I know the formula $$f(t) = \int^{+\infty}_{-\infty} F(k)e^{ikt} \, dk$$ and I've seen that for computing $f'(t)$ it's a case of differentiating $e^{ikt}$ inside the integral, so $f'(t)=ikF(k)$
Can someone explain how I'd quickly work out $f(t+a)$ given $f(t)=F(k)$?
What if it was $f(at)$?
I presume it's going to involve some kind of substitution in the integral but I'm unsure how to go about it in either case.
On
Let $g(t) = f(t+a), h(t) = f(at)$, then:
$G(k) = \displaystyle\int_{-\infty}^{\infty} g(t)e^{-ikt} dt = e^{ika}\displaystyle\int_{-\infty}^{\infty} f(t+a)e^{-ik(t+a)} dt = e^{ika}\displaystyle\int_{-\infty}^{\infty} f(t)e^{-ikt}dt = e^{ika}F(k)$
$H(k) = \displaystyle\int_{-\infty}^{\infty} h(t)e^{-ikt} dt = \displaystyle\int_{-\infty}^{\infty} f(at)e^{-i(k/a)(at)} dt = \dfrac{1}{a}\displaystyle\int_{-\infty}^{\infty} f(t)e^{-i(k/a)t} dt = \dfrac{1}{a}F\left(\dfrac{k}{a}\right)$
The Fourier transform of $f(t+a) $ is $F(k) e^{ika} $
$$f(t) = \int^{+\infty}_{-\infty} F(k)e^{ikt} \, dk$$ $$ f(t+a) = \int^{+\infty}_{-\infty} F(k)e^{ik(t+a)} \, dk= \int^{+\infty}_{-\infty} F(k)e^{ika}e^{ikt} \, dk$$
And the Fourier transform of $f(at) $ is $\frac{1}{a}F(\frac{k}{a})$ $$f(at) = \int^{+\infty}_{-\infty} F(k)e^{ikat} \, dk= \int^{+\infty}_{-\infty} \frac{1}{a}F(\frac{h}{a})e^{iht} \, dh$$ with $h=ka$ so $dh=adk$

::::

_What you have to do_:
Answer these questions from the Fourier transform thread:
1. According to the opening post, what expression is differentiated inside the integral to compute f'(t)?
2. What Fourier transform of f(t+a) do the replies give?
3. In the final reply, what substitution is used for f(at), and what does dh equal?

Polygon annotations for photos
::::

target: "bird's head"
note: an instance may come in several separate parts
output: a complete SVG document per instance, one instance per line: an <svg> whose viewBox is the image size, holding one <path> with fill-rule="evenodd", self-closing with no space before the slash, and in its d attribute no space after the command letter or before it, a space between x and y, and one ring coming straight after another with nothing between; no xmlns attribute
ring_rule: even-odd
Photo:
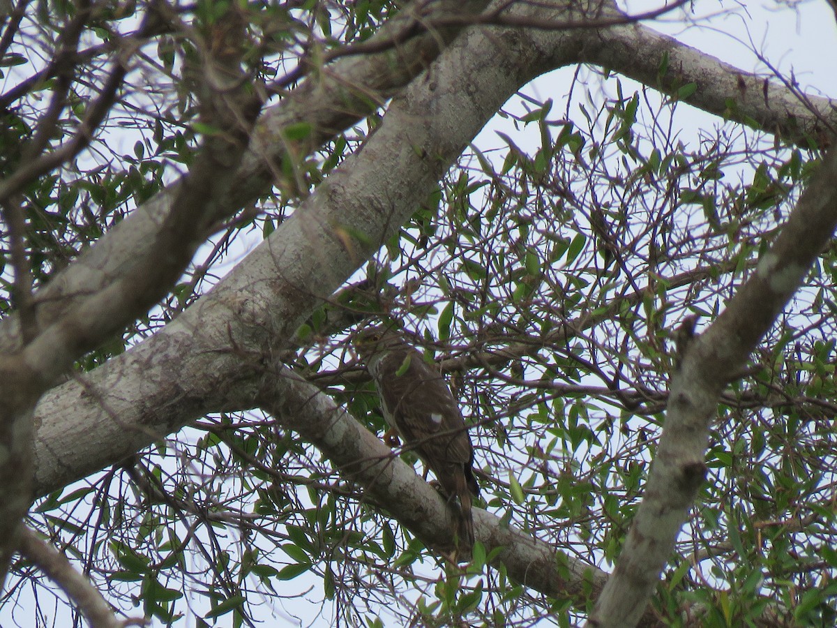
<svg viewBox="0 0 837 628"><path fill-rule="evenodd" d="M392 325L371 325L358 332L354 339L355 348L364 358L404 344L401 332Z"/></svg>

::::

_Reply_:
1. $e^{ikt}$
2. $e^{ika}F(k)$
3. $h = ka$, so $dh = a\,dk$